> **Set task**
Rewrite the data below, substituting "side vent grille" for every "side vent louver" and keeping everything else the same. Leave the pictures out of your answer.

— START Data records —

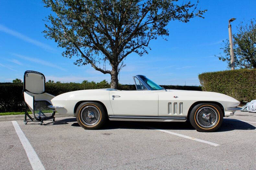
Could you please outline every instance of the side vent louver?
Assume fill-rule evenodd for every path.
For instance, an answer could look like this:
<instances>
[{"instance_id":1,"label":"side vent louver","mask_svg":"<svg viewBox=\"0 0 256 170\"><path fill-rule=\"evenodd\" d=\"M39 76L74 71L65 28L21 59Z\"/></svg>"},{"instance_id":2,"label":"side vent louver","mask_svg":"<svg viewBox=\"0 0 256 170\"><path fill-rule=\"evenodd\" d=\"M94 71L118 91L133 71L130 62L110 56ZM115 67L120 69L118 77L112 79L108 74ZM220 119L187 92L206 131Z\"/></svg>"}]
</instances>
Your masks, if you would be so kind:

— END Data records —

> **Finished task**
Could you please outline every instance of the side vent grille?
Assume fill-rule evenodd for every path.
For instance, an answer could look like this:
<instances>
[{"instance_id":1,"label":"side vent grille","mask_svg":"<svg viewBox=\"0 0 256 170\"><path fill-rule=\"evenodd\" d=\"M39 76L74 71L65 28L21 59Z\"/></svg>"},{"instance_id":2,"label":"side vent grille","mask_svg":"<svg viewBox=\"0 0 256 170\"><path fill-rule=\"evenodd\" d=\"M94 71L118 91L133 71L130 62L110 56ZM115 67L120 69L118 77L112 79L108 74ZM220 119L187 92L206 131Z\"/></svg>"}]
</instances>
Your masks, if you would be so kind:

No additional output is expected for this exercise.